• _Text excerpt_:
-- begin --

A mimetic discretization of the macroscopic Maxwell equations in Hamiltonian form

Let $(\Omega,g)$ be a Riemannian manifold of dimension $n$. Throughout this paper, we let our manifold be the $n$-torus, $\Omega=\mathbb{T}^{n}$, as all considerations of boundaries are neglected. Let $\{(V^{k},\mathsf{d}_{k})\}_{k=0}^{n}$ be the vector spaces of differential forms on $\Omega$. That is, we define

$$V^{k}=H^{1}\Lambda^{k}(\Omega)=\left\{\eta^{k}\in L^{2}\Lambda^{k}(\Omega):\mathsf{d}_{k}\eta^{k}\in L^{2}\Lambda^{k+1}(\Omega)\right\}.$$

(1)

-- end --

• _Task requirements_:
• A. Condense the paragraph of the Maxwell discretization excerpt that begins "Let $(\Omega,g)$ be a Riemannian manifold" into a short list that keeps its main facts.
• B. Continue the Maxwell discretization excerpt, starting immediately after equation (1).

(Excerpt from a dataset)
-- begin --

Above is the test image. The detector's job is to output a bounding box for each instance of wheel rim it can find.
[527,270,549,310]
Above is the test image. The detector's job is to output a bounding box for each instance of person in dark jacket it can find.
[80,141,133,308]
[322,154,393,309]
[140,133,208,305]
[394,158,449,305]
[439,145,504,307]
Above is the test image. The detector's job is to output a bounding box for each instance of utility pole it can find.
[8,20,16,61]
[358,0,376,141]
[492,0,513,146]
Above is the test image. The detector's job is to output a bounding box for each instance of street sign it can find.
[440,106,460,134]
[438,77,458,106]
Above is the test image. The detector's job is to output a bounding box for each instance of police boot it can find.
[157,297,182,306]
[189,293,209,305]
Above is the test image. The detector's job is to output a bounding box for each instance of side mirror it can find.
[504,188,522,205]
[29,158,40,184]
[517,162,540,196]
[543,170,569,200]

-- end --

• _Answers given_:
• A.
- $(\Omega,g)$ is a Riemannian manifold of dimension $n$.
- The manifold is taken to be the $n$-torus, $\Omega=\mathbb{T}^{n}$, because boundaries are not considered.
- $\{(V^{k},\mathsf{d}_{k})\}_{k=0}^{n}$ are the vector spaces of differential forms on $\Omega$.
- Each $V^{k}$ is defined as $H^{1}\Lambda^{k}(\Omega)$: the $k$-forms in $L^{2}\Lambda^{k}(\Omega)$ whose exterior derivative lies in $L^{2}\Lambda^{k+1}(\Omega)$.

• B.
This sequence of vector spaces forms a Hilbert complex [2]. For a discussion of the properties of differential forms and definitions of the standard operations on differential forms, e.g. the wedge product and the Hodge star operator, see [22] [2]. We may construct a second complex, $\{(\tilde{V}^{k},\tilde{\mathsf{d}}_{k})\}_{k=0}^{n}$, called the complex of twisted forms. This complex is identical to the first in manner of definition, but differs in that twisted forms change sign under orientation changing transformations. These two complexes are related to each other through the Hodge star operator. Diagrammatically, this is given by

(2)

This structure is called the double de Rham complex. In most finite element treatments of exterior calculus, explicit reference to the complex of twisted forms is avoided. Rather, the codifferential operator, the formal $L^{2}$ adjoint of the exterior derivative, is introduced and those equations which are naturally expressed on the twisted complex are formulated weakly. However, in this work, we elect to explicitly consider both the twisted and straight forms in tandem.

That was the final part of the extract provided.